● PROBLEM STATEMENT:
Pull out all lines from the listing below in which the word "bare" appears.

● SOURCE INFORMATION:
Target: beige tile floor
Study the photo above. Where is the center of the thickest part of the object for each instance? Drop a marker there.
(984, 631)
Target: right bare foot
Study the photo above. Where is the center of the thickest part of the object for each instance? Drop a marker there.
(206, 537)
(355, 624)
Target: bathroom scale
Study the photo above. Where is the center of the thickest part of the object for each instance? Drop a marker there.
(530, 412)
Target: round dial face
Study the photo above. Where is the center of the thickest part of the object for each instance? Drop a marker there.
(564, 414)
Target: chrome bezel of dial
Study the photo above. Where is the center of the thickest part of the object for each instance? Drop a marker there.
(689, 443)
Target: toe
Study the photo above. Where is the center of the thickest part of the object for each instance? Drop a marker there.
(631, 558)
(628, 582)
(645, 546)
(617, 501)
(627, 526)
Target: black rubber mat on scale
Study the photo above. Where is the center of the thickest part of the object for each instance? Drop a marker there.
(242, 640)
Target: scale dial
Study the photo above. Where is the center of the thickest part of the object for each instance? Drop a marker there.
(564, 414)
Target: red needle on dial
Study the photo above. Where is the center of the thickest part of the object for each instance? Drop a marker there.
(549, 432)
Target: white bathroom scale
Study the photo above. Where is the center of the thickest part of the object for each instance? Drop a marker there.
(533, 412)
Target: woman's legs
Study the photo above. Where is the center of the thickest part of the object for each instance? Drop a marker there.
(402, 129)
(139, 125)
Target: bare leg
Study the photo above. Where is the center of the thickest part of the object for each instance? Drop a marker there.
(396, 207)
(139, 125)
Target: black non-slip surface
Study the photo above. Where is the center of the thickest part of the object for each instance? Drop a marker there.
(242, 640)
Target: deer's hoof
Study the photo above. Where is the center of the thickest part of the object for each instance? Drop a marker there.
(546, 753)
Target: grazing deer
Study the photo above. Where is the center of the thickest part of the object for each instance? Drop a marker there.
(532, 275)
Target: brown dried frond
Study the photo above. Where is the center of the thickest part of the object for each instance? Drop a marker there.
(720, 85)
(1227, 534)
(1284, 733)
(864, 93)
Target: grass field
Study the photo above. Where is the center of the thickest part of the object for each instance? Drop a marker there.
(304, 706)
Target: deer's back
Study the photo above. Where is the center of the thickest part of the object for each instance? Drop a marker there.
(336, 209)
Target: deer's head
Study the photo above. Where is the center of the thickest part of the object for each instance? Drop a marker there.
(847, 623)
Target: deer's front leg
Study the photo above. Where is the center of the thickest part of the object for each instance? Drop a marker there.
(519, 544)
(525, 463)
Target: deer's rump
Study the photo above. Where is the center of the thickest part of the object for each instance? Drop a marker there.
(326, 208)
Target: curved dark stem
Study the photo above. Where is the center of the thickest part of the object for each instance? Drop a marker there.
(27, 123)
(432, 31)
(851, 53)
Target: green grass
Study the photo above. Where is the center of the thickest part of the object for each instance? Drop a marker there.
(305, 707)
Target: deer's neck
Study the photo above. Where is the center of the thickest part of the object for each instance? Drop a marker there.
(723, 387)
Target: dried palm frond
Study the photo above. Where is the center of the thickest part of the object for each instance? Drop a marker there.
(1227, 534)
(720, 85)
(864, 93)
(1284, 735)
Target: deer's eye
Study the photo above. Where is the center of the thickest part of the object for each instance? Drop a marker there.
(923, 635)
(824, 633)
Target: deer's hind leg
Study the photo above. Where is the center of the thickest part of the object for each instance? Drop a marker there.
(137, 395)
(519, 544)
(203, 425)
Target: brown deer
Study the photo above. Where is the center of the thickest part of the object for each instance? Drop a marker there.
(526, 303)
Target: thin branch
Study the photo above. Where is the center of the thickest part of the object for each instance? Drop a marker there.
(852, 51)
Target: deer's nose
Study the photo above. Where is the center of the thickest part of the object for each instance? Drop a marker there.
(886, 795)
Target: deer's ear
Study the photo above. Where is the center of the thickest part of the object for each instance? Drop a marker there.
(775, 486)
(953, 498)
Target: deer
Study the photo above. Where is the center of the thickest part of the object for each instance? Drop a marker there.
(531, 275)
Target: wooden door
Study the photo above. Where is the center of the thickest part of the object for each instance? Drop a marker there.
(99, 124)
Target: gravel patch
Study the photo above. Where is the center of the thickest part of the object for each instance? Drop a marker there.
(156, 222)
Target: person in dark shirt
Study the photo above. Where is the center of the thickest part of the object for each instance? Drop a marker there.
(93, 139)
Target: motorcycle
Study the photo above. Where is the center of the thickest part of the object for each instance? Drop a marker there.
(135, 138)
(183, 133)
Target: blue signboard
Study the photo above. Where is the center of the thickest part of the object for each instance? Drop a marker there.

● ANSWER BELOW:
Target: right bare foot
Target: bare leg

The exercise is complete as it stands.